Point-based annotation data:

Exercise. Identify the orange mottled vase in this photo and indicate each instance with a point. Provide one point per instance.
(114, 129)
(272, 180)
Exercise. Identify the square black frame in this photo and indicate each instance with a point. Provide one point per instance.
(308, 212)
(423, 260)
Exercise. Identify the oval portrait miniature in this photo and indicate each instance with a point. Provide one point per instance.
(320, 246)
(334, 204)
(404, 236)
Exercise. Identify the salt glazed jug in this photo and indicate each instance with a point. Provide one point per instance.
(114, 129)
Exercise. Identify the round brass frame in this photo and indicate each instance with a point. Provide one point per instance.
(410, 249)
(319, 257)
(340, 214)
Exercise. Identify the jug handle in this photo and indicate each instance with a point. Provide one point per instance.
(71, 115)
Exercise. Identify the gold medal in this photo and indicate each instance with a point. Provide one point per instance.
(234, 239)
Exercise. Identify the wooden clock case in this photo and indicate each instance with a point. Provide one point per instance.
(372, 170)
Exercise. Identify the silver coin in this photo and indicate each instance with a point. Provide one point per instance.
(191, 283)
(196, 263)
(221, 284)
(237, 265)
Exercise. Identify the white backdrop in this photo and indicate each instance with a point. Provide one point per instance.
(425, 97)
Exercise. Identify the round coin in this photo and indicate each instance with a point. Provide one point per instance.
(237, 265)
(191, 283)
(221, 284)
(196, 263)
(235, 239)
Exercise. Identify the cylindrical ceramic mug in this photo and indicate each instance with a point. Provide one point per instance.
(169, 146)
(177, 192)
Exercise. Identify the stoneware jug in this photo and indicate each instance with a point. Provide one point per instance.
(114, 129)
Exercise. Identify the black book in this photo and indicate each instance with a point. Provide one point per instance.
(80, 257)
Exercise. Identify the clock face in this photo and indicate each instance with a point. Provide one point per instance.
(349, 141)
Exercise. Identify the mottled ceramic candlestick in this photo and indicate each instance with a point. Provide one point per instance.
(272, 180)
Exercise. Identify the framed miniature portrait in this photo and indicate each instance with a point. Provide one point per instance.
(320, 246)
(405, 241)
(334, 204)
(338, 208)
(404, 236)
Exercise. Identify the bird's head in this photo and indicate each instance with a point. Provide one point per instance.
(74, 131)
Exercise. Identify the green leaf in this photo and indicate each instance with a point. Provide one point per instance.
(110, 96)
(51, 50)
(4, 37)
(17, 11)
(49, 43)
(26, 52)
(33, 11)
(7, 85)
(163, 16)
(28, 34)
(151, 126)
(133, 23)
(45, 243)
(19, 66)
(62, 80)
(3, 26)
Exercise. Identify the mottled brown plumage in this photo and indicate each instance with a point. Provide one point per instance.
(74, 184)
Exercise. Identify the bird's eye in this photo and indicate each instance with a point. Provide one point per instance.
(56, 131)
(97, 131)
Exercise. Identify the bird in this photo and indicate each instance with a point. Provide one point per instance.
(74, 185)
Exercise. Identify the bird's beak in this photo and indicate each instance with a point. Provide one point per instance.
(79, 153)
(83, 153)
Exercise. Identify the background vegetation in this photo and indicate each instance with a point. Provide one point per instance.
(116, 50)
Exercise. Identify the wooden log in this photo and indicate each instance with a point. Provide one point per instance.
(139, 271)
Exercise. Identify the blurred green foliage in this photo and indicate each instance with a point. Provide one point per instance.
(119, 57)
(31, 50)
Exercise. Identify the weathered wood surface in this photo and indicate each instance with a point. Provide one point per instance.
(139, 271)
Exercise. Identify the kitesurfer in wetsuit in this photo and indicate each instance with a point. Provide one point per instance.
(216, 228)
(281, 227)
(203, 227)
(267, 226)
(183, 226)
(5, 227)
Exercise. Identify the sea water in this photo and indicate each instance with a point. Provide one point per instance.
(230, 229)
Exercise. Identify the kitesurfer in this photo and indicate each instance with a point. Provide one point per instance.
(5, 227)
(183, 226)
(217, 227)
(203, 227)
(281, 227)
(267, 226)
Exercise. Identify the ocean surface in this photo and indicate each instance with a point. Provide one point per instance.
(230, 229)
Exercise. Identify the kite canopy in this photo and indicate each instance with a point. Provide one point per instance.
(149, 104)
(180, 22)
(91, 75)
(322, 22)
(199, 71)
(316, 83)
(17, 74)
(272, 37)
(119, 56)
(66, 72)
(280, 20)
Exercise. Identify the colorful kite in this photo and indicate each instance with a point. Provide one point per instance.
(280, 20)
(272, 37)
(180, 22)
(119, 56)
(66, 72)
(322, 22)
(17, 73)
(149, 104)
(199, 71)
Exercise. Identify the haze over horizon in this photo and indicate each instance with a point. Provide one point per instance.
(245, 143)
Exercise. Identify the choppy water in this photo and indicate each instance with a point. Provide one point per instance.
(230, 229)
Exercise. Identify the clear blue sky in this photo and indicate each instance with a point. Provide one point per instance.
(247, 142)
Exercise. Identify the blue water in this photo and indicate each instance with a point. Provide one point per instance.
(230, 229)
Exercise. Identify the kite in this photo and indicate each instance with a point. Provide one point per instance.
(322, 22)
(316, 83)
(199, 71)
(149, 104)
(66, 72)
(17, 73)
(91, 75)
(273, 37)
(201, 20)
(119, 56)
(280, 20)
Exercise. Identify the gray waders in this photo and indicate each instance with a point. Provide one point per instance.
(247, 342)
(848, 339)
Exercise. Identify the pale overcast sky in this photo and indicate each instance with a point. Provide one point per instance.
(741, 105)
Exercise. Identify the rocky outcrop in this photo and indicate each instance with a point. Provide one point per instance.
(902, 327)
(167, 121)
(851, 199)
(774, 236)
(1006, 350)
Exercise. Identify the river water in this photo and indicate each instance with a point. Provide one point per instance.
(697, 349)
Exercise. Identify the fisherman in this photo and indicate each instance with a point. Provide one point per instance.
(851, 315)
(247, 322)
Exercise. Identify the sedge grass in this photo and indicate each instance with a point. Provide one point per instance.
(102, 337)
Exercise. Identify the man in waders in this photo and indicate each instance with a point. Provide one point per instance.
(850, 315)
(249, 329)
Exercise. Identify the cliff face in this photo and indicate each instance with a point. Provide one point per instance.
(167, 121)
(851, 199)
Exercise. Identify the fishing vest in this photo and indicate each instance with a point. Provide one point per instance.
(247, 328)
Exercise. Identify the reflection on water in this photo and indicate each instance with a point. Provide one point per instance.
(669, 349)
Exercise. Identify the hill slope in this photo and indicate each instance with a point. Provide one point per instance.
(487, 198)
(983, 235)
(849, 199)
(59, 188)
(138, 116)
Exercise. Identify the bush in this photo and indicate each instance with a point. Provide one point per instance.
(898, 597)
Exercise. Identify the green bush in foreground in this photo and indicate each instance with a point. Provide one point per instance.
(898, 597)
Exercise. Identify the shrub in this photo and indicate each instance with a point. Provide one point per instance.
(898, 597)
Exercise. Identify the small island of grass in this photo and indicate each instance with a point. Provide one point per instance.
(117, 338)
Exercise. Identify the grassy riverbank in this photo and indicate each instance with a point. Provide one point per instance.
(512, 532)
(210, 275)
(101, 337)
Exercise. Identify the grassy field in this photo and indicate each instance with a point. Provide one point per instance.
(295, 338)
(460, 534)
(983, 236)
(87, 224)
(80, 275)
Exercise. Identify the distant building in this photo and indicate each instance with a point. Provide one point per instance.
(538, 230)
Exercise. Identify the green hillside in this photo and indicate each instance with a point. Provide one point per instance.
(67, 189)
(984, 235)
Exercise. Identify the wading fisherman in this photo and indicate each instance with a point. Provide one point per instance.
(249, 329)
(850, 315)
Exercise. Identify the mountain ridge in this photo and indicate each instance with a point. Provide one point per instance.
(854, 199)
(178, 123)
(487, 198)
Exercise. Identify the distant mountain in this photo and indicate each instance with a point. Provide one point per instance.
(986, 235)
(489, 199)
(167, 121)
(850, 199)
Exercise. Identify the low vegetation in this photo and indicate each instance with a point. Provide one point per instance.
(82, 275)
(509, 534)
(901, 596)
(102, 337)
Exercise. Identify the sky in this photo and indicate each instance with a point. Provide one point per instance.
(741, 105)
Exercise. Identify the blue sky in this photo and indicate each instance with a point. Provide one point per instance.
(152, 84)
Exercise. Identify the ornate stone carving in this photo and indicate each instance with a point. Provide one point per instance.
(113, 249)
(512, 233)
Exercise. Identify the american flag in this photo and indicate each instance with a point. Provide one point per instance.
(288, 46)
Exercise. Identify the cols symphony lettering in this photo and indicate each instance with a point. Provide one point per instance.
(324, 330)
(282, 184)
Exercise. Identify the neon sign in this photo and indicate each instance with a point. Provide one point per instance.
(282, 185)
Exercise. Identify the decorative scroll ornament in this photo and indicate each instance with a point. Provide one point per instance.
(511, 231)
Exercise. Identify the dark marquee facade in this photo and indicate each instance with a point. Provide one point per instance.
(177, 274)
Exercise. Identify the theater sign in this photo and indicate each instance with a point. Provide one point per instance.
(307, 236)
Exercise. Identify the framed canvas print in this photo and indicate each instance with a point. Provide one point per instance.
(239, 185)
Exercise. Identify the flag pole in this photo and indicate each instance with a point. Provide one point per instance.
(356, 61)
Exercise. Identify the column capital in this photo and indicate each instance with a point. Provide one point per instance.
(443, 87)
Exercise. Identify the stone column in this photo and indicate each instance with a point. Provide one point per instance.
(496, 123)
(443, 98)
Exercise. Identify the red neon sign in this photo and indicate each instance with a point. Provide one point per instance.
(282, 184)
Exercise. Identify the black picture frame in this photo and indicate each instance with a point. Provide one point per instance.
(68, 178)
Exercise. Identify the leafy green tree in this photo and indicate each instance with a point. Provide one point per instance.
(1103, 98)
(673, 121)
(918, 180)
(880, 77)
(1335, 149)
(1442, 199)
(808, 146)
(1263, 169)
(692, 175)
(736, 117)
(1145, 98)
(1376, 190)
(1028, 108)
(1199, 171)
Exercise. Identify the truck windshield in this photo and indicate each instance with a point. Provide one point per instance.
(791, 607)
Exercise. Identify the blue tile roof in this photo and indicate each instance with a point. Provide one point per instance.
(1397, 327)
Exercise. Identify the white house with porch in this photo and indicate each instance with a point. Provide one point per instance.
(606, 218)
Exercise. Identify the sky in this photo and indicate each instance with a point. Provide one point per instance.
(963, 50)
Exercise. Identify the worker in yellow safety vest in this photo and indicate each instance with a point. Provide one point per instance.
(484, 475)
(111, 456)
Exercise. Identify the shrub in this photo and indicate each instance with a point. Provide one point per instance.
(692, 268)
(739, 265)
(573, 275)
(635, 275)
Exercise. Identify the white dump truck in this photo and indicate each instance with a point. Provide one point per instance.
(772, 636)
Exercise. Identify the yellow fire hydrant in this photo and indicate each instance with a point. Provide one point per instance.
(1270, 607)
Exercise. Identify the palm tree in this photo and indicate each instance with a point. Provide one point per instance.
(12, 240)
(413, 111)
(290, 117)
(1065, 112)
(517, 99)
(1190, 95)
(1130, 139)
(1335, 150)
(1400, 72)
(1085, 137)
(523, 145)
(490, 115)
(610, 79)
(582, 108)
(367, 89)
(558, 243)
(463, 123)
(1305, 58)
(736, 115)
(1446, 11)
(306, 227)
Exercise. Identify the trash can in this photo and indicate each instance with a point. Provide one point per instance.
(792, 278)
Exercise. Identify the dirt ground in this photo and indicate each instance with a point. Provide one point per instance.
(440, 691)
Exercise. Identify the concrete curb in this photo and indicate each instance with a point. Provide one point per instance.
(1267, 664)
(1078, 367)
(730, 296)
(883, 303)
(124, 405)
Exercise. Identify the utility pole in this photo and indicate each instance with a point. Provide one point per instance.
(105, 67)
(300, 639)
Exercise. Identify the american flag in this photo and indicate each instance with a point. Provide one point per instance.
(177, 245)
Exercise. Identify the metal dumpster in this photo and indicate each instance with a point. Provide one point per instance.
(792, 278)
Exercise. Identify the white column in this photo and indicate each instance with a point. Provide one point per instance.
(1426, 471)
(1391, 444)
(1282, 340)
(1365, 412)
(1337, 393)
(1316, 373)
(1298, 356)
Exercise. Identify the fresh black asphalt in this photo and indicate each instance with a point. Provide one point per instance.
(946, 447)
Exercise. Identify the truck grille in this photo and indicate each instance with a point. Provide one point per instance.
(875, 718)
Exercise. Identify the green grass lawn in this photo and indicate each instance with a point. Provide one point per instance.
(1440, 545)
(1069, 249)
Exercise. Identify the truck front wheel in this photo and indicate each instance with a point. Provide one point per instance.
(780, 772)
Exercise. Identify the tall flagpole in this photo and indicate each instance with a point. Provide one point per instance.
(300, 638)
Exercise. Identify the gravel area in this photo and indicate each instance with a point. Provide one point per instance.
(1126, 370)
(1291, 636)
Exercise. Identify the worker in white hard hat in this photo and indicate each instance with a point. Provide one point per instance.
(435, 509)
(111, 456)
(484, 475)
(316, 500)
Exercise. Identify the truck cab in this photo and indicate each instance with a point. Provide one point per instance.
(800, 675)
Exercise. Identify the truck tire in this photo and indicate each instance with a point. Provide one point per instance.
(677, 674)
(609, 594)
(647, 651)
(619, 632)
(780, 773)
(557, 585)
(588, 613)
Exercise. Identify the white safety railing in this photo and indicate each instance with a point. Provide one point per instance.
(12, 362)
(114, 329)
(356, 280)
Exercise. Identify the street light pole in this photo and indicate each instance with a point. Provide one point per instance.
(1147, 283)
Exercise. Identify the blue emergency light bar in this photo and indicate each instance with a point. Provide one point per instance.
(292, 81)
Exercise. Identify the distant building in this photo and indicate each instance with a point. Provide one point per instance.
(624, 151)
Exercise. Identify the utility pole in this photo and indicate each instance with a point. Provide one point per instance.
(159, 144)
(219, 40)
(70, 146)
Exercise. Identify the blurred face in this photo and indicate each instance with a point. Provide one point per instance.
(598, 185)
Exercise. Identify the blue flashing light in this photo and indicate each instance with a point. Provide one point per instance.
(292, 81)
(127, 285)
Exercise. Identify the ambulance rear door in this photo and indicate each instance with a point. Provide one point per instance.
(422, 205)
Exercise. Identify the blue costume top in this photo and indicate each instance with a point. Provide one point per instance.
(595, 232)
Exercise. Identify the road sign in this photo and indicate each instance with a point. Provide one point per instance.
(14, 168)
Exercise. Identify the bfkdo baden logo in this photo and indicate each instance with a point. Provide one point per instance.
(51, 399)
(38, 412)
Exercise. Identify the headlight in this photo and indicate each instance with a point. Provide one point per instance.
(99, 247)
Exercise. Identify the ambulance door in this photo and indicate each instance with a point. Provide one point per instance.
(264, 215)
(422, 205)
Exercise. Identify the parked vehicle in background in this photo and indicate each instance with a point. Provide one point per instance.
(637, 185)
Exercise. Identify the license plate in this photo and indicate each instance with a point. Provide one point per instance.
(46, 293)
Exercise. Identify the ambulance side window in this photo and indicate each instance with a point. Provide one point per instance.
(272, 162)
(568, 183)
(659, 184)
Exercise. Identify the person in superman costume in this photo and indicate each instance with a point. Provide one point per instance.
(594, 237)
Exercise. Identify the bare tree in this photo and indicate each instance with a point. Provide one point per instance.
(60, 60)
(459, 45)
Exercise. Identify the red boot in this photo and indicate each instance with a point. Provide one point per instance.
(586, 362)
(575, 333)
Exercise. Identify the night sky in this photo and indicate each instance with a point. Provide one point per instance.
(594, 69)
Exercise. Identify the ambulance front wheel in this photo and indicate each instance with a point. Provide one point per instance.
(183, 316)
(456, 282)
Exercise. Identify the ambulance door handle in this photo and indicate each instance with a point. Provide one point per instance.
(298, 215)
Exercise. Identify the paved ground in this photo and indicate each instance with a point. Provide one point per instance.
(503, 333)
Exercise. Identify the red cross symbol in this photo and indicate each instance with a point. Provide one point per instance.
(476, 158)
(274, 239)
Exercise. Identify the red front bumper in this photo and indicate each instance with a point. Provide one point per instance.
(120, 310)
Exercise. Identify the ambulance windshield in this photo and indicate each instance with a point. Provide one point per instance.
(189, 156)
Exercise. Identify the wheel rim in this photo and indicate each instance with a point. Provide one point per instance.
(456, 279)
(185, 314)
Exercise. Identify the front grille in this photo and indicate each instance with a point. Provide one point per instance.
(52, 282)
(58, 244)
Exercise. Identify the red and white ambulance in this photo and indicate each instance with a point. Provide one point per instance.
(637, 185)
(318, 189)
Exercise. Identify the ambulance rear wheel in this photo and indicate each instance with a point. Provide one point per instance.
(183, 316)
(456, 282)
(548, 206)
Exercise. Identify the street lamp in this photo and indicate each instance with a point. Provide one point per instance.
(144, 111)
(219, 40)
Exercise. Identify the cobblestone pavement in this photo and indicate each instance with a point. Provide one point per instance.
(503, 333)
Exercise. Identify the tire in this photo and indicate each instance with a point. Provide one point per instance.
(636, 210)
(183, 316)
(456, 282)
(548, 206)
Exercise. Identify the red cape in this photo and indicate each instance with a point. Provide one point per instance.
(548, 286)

Exercise aim
Would you quote, exactly and only, the lines from the one containing "Exercise. Identify the red cross" to the end of the entries?

Problem solution
Exercise. Identify the red cross symbol in this photo and indicate each instance with a point. Provide one point per instance.
(476, 158)
(274, 239)
Exercise. Identify the red front bumper in this photo and indicate each instance with a point. Provide one point per instance.
(120, 310)
Exercise. Identify the ambulance windshield in this photo and indicate each instance with a point. Provide one point per instance.
(189, 156)
Exercise. Identify the wheel rim in this photo and indicate each instance with a point. Provide one point per instance.
(456, 279)
(185, 314)
Exercise. Identify the front grille in this photo and indicate each instance with a point. Provide one point per instance.
(52, 282)
(58, 244)
Exercise. Identify the red and white ambulance in this photo and indicate each instance with a point. Provide one point per instance.
(637, 185)
(318, 189)
Exercise. Identify the ambulance rear wheel in this photo and indicate each instance with a point. Provide one point per instance.
(183, 316)
(456, 282)
(548, 206)
Exercise. Identify the street lamp in this photo and indicate each instance with a point. Provide one point per instance.
(144, 111)
(219, 40)
Exercise. Identify the cobblestone pavement in this photo and indicate each instance with a point. Provide one point per instance.
(503, 333)
Exercise. Identify the tire in this photo and indicate each instance with a point. Provide one point per instance.
(636, 210)
(183, 316)
(456, 282)
(548, 206)
Exercise. Identify the red cape in this photo and indicate each instance with a point. Provide one point per instance.
(548, 286)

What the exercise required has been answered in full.